►
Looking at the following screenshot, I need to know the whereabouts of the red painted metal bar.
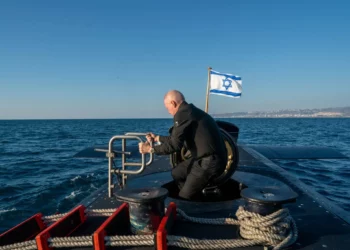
[157,202,176,250]
[93,203,130,250]
[35,205,86,250]
[0,213,47,246]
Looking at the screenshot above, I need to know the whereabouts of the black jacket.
[154,102,227,159]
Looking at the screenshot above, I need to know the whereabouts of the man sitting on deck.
[139,90,227,200]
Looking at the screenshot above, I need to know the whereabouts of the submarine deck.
[61,146,350,250]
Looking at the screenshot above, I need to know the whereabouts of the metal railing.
[95,132,154,197]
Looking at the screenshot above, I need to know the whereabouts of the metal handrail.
[107,133,153,197]
[125,132,153,166]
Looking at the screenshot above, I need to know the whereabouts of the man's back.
[174,102,227,159]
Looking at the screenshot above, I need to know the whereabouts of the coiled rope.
[0,206,298,250]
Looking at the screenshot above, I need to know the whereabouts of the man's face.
[164,98,177,116]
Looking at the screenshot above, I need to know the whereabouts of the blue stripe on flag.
◄
SHORT PROBLEM: Could you format all of the data above as a JSON list of strings, with one string per line, blank lines skipped, and the pictures left out?

RESPONSE FOR THIS EXERCISE:
[
  "Looking at the following screenshot, I need to know the whereabouts of the red painted metal bar.",
  "[157,202,176,250]",
  "[93,203,130,250]",
  "[35,205,86,250]",
  "[0,213,47,246]",
  "Looking at the screenshot above, I need to know the whereabouts of the black jacket.",
  "[154,102,227,159]",
  "Looking at the screenshot above, I need to know the whereabouts of the man sitting on deck.",
  "[139,90,227,200]",
  "Looking at the screenshot above, I need to know the whereabouts of the submarine deck.",
  "[61,146,350,250]",
  "Looking at the screenshot above, I need to know the whereabouts of the metal railing.",
  "[95,132,154,197]",
  "Looking at the screenshot above, I need to know the whereabouts of the metal handrail.",
  "[107,133,153,197]",
  "[125,132,153,166]",
  "Looking at the screenshot above, I need to know the whereabouts of the man's back.",
  "[174,102,227,159]",
  "Looking at the screenshot above, I need to know the whereabouts of the coiled rope.",
  "[0,206,298,250]",
  "Looking at the screenshot above, I need to know the whereabouts of the man's face.",
  "[164,98,177,116]",
  "Looking at the screenshot above, I need to know the whereabouts of the blue stripe on flag."
]